[Material shown]
╔══

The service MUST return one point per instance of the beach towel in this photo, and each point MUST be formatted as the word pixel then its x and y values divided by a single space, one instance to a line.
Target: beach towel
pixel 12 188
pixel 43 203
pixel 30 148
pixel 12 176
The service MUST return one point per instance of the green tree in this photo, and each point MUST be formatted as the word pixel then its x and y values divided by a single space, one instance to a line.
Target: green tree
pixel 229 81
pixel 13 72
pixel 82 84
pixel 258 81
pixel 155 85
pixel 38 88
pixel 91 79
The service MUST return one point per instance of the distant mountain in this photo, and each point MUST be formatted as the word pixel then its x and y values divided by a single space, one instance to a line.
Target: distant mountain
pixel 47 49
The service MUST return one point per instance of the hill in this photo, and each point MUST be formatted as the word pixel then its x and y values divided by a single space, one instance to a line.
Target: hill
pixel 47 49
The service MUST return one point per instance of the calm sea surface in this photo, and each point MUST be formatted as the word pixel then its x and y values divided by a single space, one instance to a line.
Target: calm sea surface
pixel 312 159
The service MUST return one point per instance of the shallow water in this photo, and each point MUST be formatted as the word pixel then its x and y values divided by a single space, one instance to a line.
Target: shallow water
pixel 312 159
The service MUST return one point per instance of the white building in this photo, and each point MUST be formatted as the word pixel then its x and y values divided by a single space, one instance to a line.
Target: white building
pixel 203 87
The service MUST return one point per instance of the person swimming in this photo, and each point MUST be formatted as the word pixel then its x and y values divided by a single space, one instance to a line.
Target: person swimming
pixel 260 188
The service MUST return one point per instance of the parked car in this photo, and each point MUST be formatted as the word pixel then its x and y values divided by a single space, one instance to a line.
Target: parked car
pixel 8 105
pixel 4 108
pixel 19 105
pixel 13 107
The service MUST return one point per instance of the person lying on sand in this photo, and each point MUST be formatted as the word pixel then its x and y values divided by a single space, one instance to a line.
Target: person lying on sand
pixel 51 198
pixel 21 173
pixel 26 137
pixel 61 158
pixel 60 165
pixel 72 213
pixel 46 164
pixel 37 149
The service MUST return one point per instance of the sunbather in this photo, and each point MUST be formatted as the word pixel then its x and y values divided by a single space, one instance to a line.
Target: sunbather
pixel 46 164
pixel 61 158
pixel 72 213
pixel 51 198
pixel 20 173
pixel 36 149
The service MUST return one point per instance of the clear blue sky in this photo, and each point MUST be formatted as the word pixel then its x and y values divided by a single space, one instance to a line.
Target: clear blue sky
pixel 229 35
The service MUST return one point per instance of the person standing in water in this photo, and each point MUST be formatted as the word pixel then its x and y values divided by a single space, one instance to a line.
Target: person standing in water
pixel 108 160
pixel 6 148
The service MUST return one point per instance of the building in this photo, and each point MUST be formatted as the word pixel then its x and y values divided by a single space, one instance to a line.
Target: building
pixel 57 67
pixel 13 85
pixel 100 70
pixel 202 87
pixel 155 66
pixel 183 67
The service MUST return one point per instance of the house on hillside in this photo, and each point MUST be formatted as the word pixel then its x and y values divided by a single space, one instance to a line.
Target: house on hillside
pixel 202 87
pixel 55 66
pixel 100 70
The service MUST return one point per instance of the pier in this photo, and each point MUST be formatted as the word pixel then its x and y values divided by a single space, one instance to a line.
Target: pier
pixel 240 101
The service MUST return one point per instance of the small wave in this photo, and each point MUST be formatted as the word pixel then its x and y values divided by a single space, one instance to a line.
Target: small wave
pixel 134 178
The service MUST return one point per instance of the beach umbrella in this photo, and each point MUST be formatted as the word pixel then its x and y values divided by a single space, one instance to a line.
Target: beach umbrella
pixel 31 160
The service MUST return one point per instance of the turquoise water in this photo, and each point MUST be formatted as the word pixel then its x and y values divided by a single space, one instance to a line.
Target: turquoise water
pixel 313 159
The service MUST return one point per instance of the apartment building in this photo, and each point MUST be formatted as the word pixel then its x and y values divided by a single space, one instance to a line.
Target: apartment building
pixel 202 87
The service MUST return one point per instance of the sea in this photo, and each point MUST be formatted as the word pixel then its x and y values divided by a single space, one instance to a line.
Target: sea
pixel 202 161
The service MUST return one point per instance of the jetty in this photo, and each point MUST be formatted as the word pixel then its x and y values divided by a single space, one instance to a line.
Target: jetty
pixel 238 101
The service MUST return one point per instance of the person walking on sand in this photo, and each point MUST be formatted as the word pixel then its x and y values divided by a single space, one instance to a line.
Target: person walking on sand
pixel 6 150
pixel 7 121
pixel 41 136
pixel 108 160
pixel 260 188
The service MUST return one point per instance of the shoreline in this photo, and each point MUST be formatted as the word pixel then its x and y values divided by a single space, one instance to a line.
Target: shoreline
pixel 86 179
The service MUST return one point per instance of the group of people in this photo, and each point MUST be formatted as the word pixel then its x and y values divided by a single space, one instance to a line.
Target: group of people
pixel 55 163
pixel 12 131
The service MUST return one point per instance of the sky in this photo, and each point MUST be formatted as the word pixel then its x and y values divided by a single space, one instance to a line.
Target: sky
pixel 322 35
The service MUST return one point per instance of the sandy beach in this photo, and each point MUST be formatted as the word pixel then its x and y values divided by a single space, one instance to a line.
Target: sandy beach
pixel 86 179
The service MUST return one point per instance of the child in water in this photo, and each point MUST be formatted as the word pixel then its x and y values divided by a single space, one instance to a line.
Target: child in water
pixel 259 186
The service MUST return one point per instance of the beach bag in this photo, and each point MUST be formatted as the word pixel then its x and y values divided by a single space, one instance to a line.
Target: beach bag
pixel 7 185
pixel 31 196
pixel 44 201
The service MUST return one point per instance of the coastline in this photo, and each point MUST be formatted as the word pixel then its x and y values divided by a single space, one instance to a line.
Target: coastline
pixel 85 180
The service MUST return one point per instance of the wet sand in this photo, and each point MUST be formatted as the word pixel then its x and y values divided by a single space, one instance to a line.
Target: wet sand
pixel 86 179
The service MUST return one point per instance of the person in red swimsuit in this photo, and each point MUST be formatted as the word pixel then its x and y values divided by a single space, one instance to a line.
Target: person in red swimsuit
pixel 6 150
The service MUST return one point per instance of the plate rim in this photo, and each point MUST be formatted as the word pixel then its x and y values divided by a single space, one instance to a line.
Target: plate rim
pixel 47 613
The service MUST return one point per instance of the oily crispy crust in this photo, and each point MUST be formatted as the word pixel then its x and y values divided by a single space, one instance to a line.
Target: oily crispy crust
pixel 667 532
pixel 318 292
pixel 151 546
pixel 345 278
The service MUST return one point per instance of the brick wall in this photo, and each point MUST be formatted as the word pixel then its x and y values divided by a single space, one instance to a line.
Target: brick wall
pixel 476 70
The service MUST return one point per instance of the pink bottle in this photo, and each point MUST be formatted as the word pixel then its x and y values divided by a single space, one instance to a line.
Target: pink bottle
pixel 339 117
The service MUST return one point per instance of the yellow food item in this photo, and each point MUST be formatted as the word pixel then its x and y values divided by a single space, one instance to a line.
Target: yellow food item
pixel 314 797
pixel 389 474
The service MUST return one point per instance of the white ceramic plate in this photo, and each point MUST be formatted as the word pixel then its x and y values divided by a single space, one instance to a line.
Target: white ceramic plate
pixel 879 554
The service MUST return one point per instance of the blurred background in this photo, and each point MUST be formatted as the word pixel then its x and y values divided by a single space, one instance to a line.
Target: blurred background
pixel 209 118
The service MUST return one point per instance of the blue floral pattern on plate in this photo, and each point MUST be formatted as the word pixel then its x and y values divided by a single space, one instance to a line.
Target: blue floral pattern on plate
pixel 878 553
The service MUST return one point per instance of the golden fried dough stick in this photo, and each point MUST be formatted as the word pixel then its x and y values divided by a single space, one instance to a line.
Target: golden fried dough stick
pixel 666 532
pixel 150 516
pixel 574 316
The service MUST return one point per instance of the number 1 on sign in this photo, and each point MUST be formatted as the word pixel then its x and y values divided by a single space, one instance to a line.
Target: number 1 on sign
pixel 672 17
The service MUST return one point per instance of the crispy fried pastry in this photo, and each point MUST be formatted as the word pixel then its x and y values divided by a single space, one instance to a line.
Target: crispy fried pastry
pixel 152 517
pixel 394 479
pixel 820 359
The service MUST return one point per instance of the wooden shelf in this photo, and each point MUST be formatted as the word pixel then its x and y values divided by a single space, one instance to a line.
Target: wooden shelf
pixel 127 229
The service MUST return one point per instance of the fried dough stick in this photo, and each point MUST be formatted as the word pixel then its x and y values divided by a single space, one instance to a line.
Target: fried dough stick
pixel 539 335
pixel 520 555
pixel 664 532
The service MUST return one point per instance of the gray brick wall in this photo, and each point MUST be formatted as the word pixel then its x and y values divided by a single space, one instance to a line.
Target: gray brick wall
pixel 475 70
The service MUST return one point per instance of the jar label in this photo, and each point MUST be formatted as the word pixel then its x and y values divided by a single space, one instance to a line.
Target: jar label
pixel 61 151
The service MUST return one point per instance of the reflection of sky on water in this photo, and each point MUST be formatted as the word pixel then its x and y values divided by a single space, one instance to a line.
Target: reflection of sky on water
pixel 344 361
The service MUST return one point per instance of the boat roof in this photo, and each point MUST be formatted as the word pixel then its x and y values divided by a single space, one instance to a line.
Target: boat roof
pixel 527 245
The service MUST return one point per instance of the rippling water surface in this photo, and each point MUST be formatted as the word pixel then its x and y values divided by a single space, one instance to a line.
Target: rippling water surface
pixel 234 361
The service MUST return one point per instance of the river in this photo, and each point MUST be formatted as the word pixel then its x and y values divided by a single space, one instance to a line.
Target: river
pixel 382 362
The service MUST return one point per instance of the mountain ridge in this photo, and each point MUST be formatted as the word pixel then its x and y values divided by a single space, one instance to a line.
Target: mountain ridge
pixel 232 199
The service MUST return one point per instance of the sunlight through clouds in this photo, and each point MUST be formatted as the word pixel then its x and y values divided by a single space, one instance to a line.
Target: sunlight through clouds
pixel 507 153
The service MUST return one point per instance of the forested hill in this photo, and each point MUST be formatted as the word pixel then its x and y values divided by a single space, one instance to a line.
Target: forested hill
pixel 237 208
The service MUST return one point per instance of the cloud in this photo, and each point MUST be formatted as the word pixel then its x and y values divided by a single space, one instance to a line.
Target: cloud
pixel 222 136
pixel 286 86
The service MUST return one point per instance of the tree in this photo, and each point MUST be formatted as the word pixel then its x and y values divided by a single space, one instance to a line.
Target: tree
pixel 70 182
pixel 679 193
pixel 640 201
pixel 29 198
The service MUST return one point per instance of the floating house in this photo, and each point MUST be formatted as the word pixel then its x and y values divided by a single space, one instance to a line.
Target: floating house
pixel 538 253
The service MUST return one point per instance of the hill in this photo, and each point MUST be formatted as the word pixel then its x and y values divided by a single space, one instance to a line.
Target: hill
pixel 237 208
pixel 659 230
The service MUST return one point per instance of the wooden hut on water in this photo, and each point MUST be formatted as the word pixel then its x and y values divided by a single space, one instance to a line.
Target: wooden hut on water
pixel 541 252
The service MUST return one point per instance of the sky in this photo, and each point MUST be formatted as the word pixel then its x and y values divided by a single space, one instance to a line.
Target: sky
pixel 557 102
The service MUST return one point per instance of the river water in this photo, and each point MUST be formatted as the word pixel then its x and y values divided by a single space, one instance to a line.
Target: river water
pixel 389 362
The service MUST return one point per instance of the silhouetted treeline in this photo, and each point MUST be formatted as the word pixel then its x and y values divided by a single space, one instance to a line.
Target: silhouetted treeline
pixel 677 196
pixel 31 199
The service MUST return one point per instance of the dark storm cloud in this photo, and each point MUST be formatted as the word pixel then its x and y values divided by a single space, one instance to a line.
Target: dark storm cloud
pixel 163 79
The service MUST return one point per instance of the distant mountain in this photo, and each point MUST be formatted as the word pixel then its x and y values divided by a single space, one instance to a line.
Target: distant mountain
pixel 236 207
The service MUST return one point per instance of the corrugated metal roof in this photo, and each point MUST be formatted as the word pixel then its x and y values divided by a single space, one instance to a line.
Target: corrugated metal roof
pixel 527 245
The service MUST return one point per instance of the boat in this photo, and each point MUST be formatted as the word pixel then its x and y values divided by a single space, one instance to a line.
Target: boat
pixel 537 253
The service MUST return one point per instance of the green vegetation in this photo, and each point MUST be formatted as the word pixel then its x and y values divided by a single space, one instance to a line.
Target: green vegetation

╚══

[Required task]
Please rewrite the lines from the start of the records above through the line holding "pixel 12 176", inclusive, changing "beach towel" to "bath towel" and leaving everything else unchanged.

[The solution]
The service MUST return one point per instance of the bath towel in this photo, and each point MUST be formatted as the word pixel then its x and y values divided by a single space, one instance to a line.
Target: bath towel
pixel 12 188
pixel 43 203
pixel 30 148
pixel 12 176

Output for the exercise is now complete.